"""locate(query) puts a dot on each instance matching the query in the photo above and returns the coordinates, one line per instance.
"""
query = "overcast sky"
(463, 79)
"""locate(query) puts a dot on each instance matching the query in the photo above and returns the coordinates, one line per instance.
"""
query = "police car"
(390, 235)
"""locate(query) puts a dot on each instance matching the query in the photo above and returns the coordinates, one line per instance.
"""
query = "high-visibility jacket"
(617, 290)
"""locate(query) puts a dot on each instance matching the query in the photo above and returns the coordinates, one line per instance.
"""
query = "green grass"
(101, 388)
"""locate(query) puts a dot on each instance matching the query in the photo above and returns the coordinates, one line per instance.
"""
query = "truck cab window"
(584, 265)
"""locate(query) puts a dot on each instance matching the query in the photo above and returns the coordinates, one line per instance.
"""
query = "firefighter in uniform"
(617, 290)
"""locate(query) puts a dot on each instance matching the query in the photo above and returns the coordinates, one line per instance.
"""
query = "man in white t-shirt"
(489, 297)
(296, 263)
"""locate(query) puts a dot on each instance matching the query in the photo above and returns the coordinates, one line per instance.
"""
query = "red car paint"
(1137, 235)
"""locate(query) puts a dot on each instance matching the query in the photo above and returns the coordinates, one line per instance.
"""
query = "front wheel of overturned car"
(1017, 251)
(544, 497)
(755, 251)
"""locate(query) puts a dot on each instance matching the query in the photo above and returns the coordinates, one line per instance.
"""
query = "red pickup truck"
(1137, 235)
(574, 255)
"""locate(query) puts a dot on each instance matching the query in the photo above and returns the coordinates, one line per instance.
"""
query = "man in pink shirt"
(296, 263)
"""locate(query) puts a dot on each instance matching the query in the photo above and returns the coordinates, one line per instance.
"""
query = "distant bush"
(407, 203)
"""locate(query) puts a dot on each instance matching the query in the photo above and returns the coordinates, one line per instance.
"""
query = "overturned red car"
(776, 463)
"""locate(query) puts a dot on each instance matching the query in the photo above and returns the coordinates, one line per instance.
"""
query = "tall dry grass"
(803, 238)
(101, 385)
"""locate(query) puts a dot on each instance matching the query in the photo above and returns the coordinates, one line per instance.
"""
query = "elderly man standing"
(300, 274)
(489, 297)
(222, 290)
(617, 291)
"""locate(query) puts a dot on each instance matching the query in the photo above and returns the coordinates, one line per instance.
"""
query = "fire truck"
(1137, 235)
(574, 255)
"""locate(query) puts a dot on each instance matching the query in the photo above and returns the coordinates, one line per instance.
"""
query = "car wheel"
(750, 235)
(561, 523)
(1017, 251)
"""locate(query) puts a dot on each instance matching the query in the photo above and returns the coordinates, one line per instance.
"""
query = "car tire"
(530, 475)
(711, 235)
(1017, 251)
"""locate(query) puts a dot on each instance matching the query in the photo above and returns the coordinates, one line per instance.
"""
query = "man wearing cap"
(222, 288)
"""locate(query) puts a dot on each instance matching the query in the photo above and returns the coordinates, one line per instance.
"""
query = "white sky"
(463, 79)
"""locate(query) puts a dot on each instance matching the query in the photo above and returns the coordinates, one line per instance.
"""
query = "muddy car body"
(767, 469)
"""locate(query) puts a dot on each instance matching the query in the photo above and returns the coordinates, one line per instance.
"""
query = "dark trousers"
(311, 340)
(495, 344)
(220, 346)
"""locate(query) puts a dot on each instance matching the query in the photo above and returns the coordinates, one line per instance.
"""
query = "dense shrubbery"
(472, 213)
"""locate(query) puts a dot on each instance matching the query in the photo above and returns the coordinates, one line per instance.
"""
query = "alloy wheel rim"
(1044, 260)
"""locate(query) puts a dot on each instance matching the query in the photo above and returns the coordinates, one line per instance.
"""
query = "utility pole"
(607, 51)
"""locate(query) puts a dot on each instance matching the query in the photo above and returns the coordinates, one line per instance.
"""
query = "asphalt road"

» **ABOUT THIS EXERCISE**
Put down each entry again, unchanged and complete.

» **ANSWER BELOW**
"""locate(query) puts a dot on each instance matching the query in the photo above and returns the coordinates, one line per instance.
"""
query = "overcast sky"
(463, 79)
"""locate(query) puts a dot on each instance matching the query in the photo above and returns the coordinates, one line per instance.
"""
query = "police car"
(390, 235)
"""locate(query) puts a dot on each instance matching the query in the photo above and returns the coordinates, one line per instance.
"""
query = "high-visibility jacket"
(617, 290)
"""locate(query) puts a dot on each instance matching the query in the photo above and returns the coordinates, one line per instance.
"""
query = "green grass"
(101, 388)
"""locate(query) puts a dot on each instance matching the query in the photo above and returns the coordinates, one line per instance.
"""
query = "truck cab window"
(584, 265)
"""locate(query) puts a dot on each instance matching the query in the photo above and returns the coordinates, one line per instance.
"""
query = "firefighter in uniform"
(617, 290)
"""locate(query) puts a dot on each instance matching the query in the photo above and returns the coordinates, one line per instance.
"""
query = "man in white t-shirt"
(489, 297)
(296, 263)
"""locate(query) puts a dot on each instance matching the query in the photo above and returns the coordinates, one line per instance.
"""
query = "red car paint"
(1137, 235)
"""locate(query) puts a dot on each instance matching the query in the photo above and returns the coordinates, one line per instance.
"""
query = "front wheel of overturned car"
(1017, 251)
(544, 497)
(755, 251)
"""locate(query) puts a dot on each instance matching the query in the photo above and returns the coordinates, one line per instance.
"""
query = "red pickup truck"
(1137, 235)
(574, 255)
"""locate(query) puts a dot on each instance matching the query in the photo above and returns the coordinates, one line per instance.
"""
query = "man in pink shirt"
(296, 263)
"""locate(query) puts a dot on each instance matching the query in the photo above and returns the coordinates, one line per instance.
"""
query = "distant bush"
(407, 203)
"""locate(query) puts a dot on each instance matching the query in the photo above and returns the coordinates, one line per instance.
"""
query = "overturned red car"
(776, 463)
"""locate(query) puts a dot on each instance matching the query in the photo above and returns the coordinates, one line per instance.
"""
query = "tall dry grass"
(803, 238)
(101, 385)
"""locate(query) puts a dot on each instance matching the query in the photo above and returns the coordinates, one line per instance.
"""
query = "elderly man standing"
(300, 274)
(489, 297)
(222, 290)
(617, 291)
"""locate(query) puts a dot on each instance matching the query in the photo above and returns the coordinates, one line per instance.
"""
query = "fire truck"
(1137, 235)
(574, 255)
"""locate(query) puts a dot on each instance matching the query in the photo above and returns the coordinates, one line per instance.
"""
query = "car wheel"
(750, 235)
(561, 523)
(1017, 251)
"""locate(query) puts a dot on each instance matching the query in the photo above and returns the coordinates, one line per instance.
"""
query = "car tire"
(530, 475)
(711, 235)
(1017, 251)
"""locate(query) puts a dot on each instance matching the query in the photo above and returns the coordinates, one line per instance.
"""
query = "man wearing cap"
(222, 288)
"""locate(query) puts a dot on each instance matching the query in the photo above and returns the coordinates, one line per instance.
"""
query = "white sky"
(463, 79)
"""locate(query) puts a dot on each instance matching the query in the photo above and returns the coordinates, one line per instance.
"""
query = "muddy car body"
(767, 469)
"""locate(query) puts a dot on each instance matching the query in the photo above and returns the coordinates, one line per instance.
"""
query = "dark trousers"
(311, 340)
(495, 344)
(220, 346)
"""locate(query) puts a dot on each instance matching the query in the photo above and returns the coordinates, one line per instance.
"""
query = "dense shrubbery"
(472, 213)
"""locate(query) puts a dot on each instance matching the query in the photo above and returns the coordinates, one line per instance.
"""
query = "alloy wheel rim"
(1044, 260)
"""locate(query) puts a dot on each instance matching the query in the photo above and returns the coordinates, one line per instance.
"""
query = "utility pole"
(607, 51)
"""locate(query) puts a dot on each instance matching the query in the photo above and returns the coordinates, one line per instance.
"""
query = "asphalt road"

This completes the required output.